**EXERCISE DETAILS:**
Reproduce every line of the material below, but drop the pictures.
[BEGIN INFORMATION SHOWN]
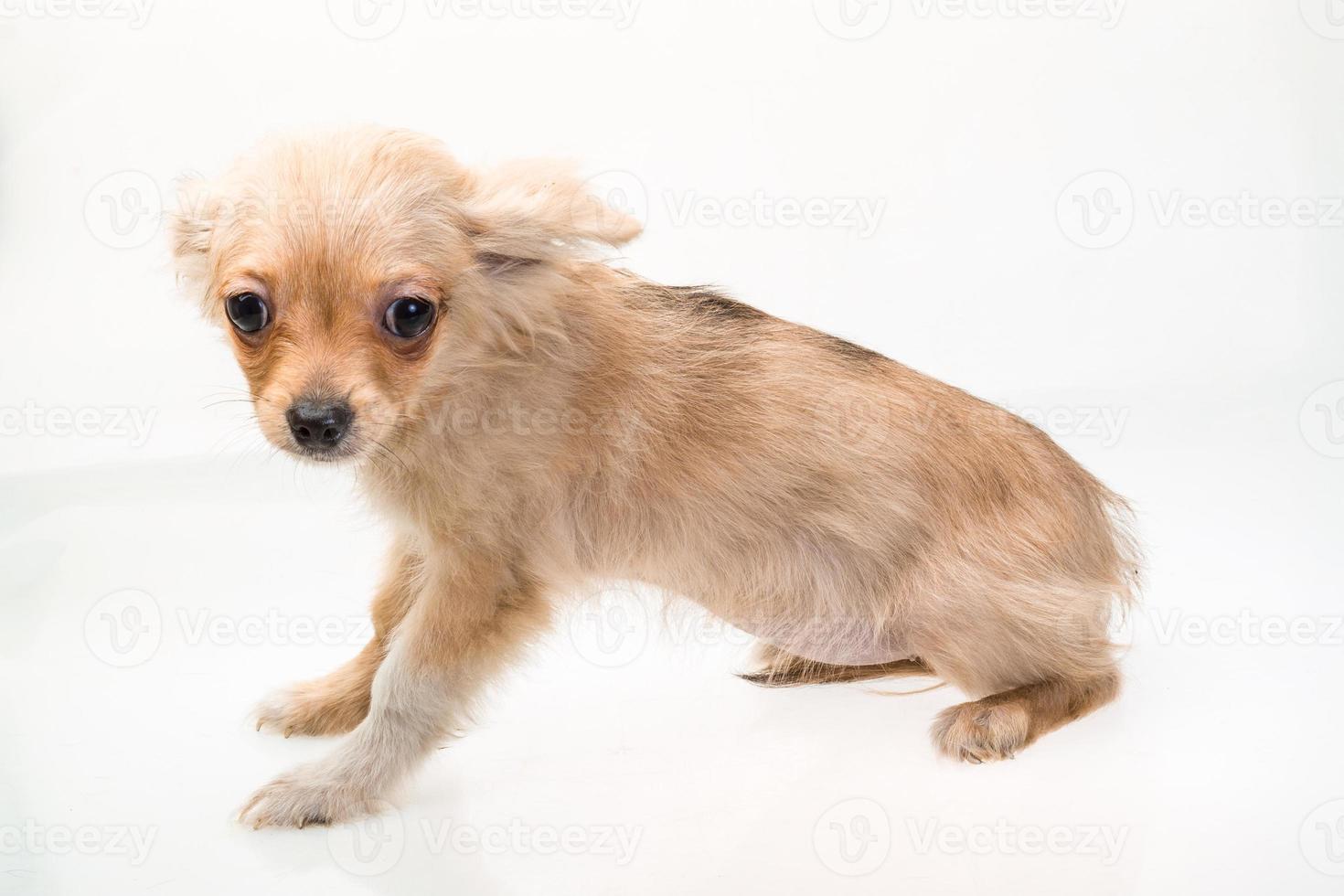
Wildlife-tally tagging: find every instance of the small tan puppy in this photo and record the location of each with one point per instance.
(534, 421)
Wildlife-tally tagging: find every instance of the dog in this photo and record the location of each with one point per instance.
(532, 420)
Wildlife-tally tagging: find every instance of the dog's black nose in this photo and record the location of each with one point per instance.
(319, 426)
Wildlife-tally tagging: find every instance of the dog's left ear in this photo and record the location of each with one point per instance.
(531, 212)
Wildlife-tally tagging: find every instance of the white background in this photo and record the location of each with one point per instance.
(1121, 219)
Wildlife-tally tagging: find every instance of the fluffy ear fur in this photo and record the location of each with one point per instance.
(191, 228)
(539, 211)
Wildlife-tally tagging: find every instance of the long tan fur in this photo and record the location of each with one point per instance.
(565, 422)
[END INFORMATION SHOWN]
**THE RESPONSE:**
Wildlife-tally tagging: find every instance of the small tan puppy in this photo and record the location of each with one point per instance.
(534, 421)
Wildlife-tally tagging: find every instance of the dog in this photo and record the location of each with one point per instance.
(532, 420)
Wildlife-tally tagging: find every instance of the dog's black nose in this photo and record the location of each with one point per instance.
(319, 426)
Wildlife-tally tagging: find every instance of the dog's left ear in this photo and record the location of each with one point per instance.
(531, 212)
Wildlife-tally tagging: find every instance of the white background in this photo and record the location of each with one point per instance.
(1121, 219)
Wildlife-tally tagging: find every instance of the fluffy ear fur in this photo and record the location of each with one point per instance.
(191, 228)
(539, 211)
Wildlife-tally tagging: find every instance of the long tan fur in this photo and record the location of each with one point per instance.
(565, 422)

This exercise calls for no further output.